● **TASK REQUIREMENTS**
Go through the material line by line and copy each one with the word "door".

-- Opening Marker --

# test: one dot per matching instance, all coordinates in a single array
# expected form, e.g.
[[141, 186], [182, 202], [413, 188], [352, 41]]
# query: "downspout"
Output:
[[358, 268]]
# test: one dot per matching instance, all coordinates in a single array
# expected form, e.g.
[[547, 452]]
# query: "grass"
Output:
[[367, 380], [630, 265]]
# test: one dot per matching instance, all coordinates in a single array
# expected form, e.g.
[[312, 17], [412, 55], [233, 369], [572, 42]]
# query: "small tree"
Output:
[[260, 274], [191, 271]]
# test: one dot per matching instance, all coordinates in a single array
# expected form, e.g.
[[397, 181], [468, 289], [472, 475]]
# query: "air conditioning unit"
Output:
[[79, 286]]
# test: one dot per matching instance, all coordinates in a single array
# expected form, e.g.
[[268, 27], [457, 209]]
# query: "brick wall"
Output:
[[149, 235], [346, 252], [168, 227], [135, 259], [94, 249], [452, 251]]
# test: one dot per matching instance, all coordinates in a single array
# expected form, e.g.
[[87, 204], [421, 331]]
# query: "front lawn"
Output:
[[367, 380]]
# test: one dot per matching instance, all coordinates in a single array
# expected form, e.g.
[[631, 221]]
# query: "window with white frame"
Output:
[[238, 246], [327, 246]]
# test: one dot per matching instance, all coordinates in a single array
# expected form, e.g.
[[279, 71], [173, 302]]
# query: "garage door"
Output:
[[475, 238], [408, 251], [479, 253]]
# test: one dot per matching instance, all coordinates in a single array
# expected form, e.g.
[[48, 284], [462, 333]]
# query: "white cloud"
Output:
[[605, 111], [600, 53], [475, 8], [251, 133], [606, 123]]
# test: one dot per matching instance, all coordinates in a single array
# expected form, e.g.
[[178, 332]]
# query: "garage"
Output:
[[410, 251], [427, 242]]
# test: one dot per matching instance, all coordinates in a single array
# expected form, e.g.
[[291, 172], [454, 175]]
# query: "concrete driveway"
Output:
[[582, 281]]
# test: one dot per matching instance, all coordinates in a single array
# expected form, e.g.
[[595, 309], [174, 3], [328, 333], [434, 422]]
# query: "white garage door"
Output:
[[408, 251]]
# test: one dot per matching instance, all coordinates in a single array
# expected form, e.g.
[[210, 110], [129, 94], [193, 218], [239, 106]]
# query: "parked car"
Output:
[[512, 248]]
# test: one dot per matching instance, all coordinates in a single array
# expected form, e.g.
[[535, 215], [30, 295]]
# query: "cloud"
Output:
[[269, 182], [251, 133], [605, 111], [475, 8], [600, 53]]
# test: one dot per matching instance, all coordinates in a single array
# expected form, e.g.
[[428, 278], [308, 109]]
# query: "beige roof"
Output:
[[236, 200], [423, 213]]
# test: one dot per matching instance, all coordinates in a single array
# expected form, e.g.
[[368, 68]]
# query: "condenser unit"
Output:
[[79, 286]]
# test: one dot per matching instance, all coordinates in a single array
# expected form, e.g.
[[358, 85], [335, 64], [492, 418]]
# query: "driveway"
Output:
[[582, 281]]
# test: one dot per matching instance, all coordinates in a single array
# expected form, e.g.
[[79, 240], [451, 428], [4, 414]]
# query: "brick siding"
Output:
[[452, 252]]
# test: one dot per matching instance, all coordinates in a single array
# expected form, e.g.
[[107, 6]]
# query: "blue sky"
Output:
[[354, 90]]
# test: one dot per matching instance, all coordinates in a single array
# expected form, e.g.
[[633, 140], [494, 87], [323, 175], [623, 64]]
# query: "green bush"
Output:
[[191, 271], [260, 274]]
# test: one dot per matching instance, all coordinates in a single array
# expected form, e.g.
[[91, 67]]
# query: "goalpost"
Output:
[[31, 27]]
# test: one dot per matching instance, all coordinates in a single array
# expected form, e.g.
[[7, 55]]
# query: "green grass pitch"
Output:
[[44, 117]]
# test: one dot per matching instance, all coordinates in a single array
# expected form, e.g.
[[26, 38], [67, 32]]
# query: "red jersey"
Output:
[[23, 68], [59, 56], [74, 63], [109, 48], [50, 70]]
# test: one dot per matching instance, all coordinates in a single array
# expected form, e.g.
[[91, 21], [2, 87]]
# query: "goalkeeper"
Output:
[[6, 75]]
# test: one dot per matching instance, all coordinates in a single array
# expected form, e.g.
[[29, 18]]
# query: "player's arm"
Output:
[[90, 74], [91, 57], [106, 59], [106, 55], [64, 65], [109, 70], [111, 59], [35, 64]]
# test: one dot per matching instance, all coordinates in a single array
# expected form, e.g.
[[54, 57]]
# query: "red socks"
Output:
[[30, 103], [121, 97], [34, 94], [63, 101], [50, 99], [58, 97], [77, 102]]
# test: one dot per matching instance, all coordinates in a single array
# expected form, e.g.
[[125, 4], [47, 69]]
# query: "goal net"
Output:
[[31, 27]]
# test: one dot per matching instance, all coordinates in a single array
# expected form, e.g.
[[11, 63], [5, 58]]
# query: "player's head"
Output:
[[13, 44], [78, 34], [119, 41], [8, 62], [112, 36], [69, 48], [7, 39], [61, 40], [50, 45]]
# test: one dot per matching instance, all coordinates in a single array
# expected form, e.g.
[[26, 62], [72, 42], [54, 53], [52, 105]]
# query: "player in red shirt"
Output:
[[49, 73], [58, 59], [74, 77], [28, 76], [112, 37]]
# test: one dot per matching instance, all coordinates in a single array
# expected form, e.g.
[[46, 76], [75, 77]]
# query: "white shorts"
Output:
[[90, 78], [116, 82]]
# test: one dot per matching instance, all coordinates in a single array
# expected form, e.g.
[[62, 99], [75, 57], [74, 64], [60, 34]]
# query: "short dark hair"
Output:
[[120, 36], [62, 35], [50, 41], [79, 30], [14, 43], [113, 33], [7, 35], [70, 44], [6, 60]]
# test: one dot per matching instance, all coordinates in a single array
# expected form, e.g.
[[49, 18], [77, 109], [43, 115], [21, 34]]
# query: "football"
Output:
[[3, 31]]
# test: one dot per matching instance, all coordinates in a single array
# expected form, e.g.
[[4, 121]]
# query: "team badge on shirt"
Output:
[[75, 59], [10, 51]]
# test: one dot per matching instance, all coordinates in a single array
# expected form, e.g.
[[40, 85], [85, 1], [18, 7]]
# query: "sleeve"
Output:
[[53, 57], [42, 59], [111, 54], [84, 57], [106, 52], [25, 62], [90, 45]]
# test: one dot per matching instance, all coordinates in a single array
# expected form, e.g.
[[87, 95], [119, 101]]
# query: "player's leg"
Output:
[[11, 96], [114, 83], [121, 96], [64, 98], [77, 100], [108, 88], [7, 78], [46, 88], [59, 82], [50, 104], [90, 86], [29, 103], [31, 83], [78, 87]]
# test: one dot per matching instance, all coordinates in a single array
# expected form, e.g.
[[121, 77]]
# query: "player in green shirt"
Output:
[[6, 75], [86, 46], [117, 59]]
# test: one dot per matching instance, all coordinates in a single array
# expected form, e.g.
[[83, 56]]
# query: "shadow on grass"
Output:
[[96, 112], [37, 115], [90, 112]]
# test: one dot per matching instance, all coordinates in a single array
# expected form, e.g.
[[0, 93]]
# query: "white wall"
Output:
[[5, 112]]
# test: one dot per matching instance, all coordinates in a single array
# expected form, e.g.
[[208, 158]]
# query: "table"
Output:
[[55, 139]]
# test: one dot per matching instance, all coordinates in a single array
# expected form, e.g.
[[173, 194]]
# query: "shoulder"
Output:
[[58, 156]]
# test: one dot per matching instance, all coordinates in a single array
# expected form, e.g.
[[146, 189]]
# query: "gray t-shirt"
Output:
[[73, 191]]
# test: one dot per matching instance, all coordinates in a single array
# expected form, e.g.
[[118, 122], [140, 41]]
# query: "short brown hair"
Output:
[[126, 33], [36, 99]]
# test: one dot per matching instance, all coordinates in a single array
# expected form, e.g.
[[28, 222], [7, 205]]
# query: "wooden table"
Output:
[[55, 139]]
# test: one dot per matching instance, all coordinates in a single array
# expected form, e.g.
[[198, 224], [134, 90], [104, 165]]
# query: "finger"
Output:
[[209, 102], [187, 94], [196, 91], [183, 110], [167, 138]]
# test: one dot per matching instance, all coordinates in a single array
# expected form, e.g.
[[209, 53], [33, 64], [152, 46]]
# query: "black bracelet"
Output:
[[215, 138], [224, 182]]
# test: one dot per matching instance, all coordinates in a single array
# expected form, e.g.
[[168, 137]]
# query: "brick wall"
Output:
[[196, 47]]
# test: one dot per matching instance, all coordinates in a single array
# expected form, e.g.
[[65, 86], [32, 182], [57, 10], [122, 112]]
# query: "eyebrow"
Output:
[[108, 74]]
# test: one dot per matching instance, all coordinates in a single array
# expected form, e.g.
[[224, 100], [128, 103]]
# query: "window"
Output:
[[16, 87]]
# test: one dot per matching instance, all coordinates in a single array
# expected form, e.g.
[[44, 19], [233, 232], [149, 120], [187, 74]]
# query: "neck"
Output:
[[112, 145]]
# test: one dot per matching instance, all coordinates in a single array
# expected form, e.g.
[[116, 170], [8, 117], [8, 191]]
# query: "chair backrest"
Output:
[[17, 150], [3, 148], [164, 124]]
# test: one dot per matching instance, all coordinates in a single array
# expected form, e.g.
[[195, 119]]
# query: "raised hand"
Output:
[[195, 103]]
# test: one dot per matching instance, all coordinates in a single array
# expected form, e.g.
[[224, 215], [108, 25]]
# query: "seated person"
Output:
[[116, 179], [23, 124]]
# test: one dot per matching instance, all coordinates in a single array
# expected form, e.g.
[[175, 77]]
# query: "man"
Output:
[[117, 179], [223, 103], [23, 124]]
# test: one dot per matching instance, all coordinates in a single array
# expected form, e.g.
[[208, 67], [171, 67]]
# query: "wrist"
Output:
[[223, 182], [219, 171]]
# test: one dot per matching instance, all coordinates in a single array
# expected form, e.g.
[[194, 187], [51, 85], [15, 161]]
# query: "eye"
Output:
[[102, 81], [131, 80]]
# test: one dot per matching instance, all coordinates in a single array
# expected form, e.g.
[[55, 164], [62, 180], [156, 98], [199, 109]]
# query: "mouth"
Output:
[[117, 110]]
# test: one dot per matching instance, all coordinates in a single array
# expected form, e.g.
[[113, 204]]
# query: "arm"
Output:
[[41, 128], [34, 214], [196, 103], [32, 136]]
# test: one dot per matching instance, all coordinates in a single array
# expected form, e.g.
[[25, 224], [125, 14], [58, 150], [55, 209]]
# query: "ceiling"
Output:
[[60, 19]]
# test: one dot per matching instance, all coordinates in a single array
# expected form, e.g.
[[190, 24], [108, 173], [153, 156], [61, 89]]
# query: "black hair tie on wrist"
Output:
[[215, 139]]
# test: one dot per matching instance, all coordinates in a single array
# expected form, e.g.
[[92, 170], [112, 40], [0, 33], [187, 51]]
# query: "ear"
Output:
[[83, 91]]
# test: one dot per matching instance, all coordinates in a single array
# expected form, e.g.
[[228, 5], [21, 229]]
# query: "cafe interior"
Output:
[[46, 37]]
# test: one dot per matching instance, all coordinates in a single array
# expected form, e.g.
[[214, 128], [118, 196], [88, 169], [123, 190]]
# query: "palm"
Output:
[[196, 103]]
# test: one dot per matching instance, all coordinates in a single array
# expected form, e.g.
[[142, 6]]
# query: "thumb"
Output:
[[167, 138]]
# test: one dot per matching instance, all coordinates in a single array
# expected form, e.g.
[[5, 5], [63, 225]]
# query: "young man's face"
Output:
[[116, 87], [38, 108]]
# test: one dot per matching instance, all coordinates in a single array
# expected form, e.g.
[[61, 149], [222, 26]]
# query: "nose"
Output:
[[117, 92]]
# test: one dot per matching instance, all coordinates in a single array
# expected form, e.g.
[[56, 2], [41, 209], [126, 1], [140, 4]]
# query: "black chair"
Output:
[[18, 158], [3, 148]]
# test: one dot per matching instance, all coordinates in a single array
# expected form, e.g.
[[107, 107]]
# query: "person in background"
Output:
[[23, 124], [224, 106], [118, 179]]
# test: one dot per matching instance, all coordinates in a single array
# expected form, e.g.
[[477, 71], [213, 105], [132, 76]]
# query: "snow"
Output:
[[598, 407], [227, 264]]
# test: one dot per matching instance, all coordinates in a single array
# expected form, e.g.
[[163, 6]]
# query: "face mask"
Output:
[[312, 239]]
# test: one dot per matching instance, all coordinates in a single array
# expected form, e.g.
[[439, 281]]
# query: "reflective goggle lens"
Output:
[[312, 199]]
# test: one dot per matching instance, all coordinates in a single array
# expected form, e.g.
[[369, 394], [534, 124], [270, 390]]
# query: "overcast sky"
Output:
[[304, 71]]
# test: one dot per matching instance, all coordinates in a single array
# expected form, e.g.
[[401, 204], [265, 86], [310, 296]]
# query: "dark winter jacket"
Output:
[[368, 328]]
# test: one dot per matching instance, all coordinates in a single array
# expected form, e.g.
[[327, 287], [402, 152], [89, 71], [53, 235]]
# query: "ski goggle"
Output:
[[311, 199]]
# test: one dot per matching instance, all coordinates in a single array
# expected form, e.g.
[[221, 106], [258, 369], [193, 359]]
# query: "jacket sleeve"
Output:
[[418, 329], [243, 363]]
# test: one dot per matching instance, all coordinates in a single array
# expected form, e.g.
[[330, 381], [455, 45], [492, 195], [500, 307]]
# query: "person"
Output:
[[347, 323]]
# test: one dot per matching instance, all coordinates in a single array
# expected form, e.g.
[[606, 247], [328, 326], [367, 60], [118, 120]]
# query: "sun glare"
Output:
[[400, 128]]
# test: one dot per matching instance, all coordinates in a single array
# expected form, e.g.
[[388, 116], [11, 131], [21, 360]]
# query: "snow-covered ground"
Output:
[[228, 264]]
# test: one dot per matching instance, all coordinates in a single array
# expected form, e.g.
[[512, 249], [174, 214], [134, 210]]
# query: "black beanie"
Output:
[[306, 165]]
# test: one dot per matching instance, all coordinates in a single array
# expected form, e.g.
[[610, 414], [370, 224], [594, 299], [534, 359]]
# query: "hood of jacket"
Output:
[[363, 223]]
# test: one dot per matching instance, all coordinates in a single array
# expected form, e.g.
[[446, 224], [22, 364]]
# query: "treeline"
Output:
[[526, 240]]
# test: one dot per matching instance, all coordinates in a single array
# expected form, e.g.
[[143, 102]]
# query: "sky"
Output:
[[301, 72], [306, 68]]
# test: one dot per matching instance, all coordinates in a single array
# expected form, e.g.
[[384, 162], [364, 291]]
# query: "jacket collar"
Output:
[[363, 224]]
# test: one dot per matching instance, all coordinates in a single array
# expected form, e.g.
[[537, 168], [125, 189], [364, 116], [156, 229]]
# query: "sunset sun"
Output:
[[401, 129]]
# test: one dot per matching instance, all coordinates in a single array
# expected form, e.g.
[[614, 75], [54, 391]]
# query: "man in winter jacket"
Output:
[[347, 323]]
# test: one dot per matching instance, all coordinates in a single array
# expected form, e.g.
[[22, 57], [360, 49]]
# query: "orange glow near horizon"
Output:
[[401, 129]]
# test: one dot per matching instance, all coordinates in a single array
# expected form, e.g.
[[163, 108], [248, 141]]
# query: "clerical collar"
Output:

-- Closing Marker --

● **TASK ANSWER**
# query: "garage door"
# query: "white garage door"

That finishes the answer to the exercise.